** START **
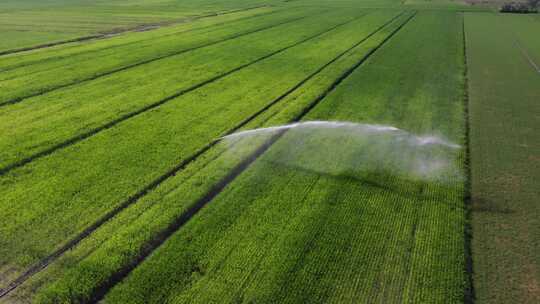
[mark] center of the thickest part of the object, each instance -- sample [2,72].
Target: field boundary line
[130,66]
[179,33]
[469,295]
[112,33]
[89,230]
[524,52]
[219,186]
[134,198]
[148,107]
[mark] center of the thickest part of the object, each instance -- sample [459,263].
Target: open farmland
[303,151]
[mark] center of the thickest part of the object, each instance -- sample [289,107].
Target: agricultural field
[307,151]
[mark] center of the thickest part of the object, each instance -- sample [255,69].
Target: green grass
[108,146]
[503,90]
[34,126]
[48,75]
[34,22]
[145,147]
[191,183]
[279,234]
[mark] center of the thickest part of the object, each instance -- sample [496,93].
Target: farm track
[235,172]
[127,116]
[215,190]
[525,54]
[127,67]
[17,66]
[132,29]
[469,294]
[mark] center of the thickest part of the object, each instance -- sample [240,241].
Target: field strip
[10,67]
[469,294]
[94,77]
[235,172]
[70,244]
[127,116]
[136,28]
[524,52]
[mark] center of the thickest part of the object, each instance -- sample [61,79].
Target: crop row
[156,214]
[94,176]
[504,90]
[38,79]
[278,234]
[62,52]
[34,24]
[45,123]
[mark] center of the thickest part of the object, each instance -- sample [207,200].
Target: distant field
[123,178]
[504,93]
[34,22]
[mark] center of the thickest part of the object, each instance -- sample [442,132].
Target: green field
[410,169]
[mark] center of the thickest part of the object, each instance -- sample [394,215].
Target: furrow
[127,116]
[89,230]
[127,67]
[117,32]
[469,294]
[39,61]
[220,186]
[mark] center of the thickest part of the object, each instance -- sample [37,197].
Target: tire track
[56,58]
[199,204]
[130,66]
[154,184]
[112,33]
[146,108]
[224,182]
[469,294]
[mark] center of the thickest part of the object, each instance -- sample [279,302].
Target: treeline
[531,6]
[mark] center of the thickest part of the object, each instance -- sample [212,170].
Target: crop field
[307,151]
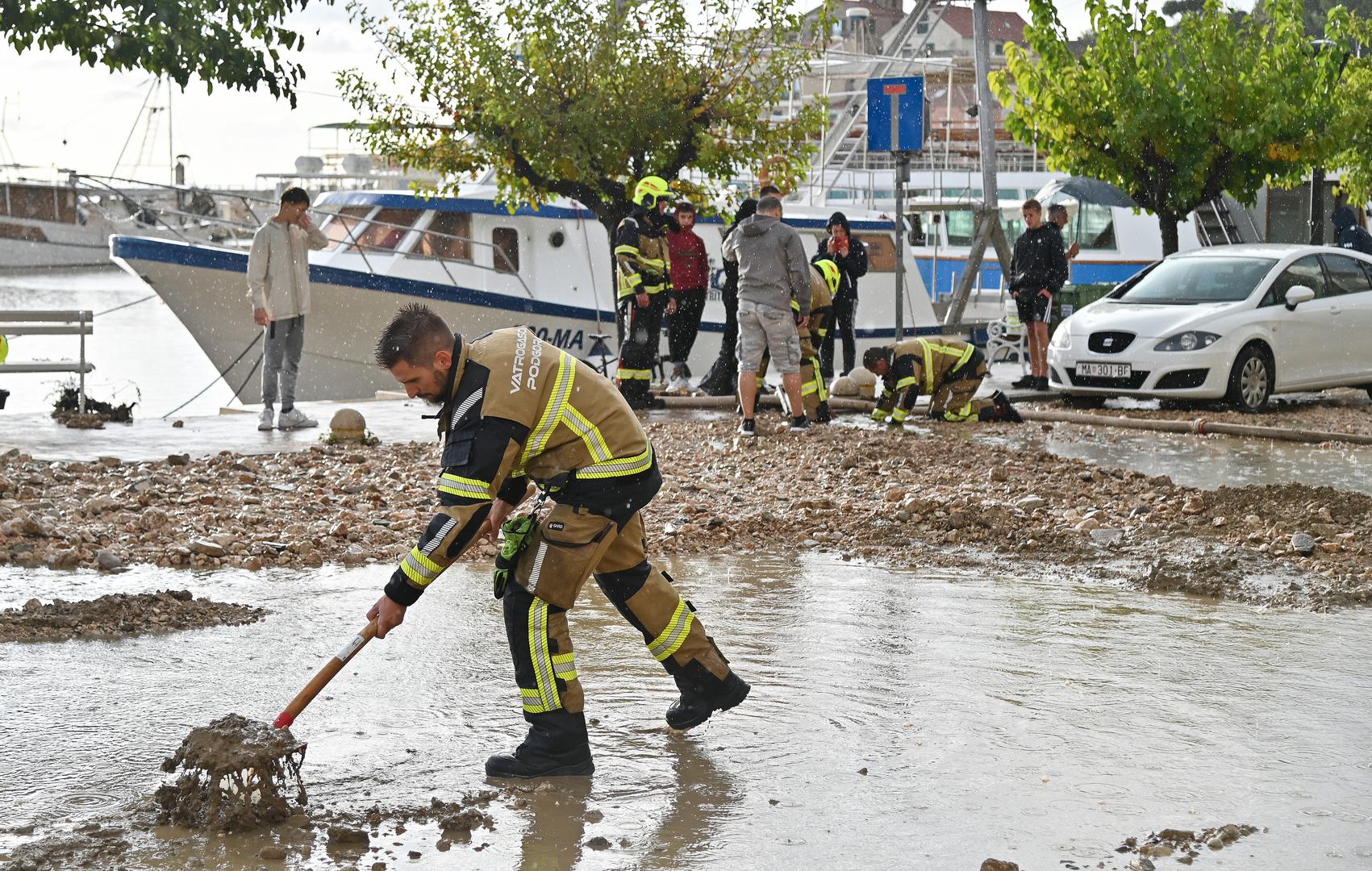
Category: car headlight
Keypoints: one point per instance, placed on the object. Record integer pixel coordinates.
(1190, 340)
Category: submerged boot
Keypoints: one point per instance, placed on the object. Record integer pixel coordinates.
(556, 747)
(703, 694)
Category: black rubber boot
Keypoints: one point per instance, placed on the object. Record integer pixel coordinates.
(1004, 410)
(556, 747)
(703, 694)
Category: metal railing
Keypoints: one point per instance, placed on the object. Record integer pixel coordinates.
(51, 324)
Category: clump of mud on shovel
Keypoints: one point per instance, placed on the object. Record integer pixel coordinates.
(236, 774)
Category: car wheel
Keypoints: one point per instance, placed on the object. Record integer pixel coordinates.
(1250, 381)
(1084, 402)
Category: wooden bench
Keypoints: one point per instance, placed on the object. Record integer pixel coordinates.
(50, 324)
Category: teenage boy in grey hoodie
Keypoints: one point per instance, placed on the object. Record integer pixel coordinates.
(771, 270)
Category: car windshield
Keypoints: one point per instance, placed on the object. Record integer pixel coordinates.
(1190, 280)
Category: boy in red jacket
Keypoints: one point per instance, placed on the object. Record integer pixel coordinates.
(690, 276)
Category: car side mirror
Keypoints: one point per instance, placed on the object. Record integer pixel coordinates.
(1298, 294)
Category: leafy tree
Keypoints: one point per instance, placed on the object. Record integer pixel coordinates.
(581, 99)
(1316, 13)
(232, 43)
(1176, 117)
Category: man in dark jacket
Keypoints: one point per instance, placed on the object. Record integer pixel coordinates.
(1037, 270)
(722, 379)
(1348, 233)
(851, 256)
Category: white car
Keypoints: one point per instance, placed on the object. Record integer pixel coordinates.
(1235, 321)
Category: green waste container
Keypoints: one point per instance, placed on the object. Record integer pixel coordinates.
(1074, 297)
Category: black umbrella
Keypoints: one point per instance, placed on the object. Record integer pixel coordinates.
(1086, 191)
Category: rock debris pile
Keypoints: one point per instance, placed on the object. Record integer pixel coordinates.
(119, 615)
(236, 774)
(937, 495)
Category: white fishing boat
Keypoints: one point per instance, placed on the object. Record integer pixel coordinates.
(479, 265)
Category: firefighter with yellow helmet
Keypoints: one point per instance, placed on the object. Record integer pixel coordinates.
** END **
What needs to be done:
Repeat the material verbatim. Do not carry over any picture.

Response to the task:
[mark] center of the thickest part of the object, each instance -- sample [2,72].
Target: field boundary line
[130,66]
[179,33]
[469,295]
[112,33]
[89,230]
[524,52]
[219,186]
[134,198]
[148,107]
[mark] center of the thickest part of the object, each instance -- sample [459,263].
Target: open farmland
[303,151]
[mark] center of the thickest part of the object, each instance -- sample [289,107].
Target: agricultural field
[307,151]
[mark] center of the thickest part of the object, each instance -- sample [255,69].
Target: green grass
[108,146]
[503,90]
[34,126]
[48,75]
[34,22]
[145,147]
[191,183]
[279,234]
[mark] center of the thickest part of the object, each instance -- sample [496,93].
Target: farm track
[235,172]
[127,116]
[215,190]
[525,54]
[127,67]
[17,66]
[132,29]
[469,294]
[mark] center of the thickest part of the object, each instance -- sample [240,241].
Target: field strip
[10,67]
[469,294]
[94,77]
[235,172]
[70,244]
[127,116]
[136,28]
[524,52]
[mark] center of the thickest part of the object, each instance -- sample [61,79].
Target: crop row
[156,214]
[94,176]
[504,90]
[38,79]
[278,234]
[62,52]
[34,24]
[45,123]
[mark] center of the thickest part of the object, each instance -- sample [207,200].
Target: distant field
[123,178]
[504,93]
[34,22]
[mark] center of the thickest part of the object, each instance -- sample [442,132].
Target: green field
[410,169]
[mark] center of the thickest part of the object, each instance -- sample [394,215].
Target: furrow
[127,116]
[89,230]
[127,67]
[117,32]
[469,294]
[39,61]
[220,186]
[mark] center of the thickest part of the object, each instance -- sample [37,197].
Target: tire track
[56,58]
[199,204]
[130,66]
[154,184]
[112,33]
[146,108]
[224,182]
[469,294]
[mark] center of the thickest part of the object, each instance -- sample [279,302].
Target: treeline
[531,6]
[mark] center of the thickest part of the object, each instance -- sample [212,170].
Target: crop field
[307,151]
Category: car headlight
Keypoints: one point per instance, placed on the object. Record integer pixel coordinates.
(1190, 340)
Category: submerged boot
Keypoints: one point per instance, placed on the object. Record integer pixel coordinates.
(556, 747)
(703, 694)
Category: black rubber boot
Keypoints: one point per instance, placed on the object. Record integer pixel coordinates.
(1004, 410)
(556, 747)
(703, 694)
Category: metal railing
Keypoints: one point per instance, placed on the object. Record integer pixel coordinates.
(51, 324)
Category: clump of mud on shovel
Keypoints: one point per instance, placed on the object. Record integer pixel coordinates.
(236, 774)
Category: car wheel
Keypoints: one point per instance, placed on the object. Record integer pixel coordinates.
(1250, 381)
(1084, 402)
Category: wooden bench
Keypoints: one point per instance, placed on the object. Record integer pixel coordinates.
(50, 324)
Category: teenage boy in grey hoodie
Keypoints: one point per instance, placed on the object. Record integer pixel coordinates.
(771, 270)
Category: car windshield
Keypoints: one point per instance, placed on the object. Record integer pixel coordinates.
(1190, 280)
Category: boy in red jacket
Keypoints: one point per instance, placed on the object. Record integer pixel coordinates.
(690, 276)
Category: car side mirror
Keypoints: one point per instance, placed on the object. Record integer pixel coordinates.
(1298, 294)
Category: leafy tree
Keypoints: one point per instance, placed on the object. Record integer pixel coordinates.
(581, 99)
(1316, 13)
(232, 43)
(1176, 117)
Category: man in dark jacket
Keypoints: one point per instance, placed on the object. Record integer pixel coordinates.
(1037, 270)
(722, 379)
(1348, 233)
(851, 256)
Category: white car
Keypoints: one point per instance, placed on the object. Record integer pixel coordinates.
(1235, 321)
Category: green waste container
Keypoints: one point per instance, placed on the object. Record integer pixel coordinates.
(1074, 297)
Category: black umbrella
Keypoints: one point per instance, placed on the object. Record integer pixel coordinates.
(1086, 191)
Category: rock debris pile
Keypoints: one point per instance, placed on the object. Record integer pixel coordinates.
(119, 615)
(236, 774)
(937, 495)
Category: white fishing boat
Keypoints: one point per instance, placed on the object. Record integer pixel coordinates.
(479, 265)
Category: firefighter with yellow helmet
Keypoints: one point per instance, placed on the object. Record integer pixel coordinates.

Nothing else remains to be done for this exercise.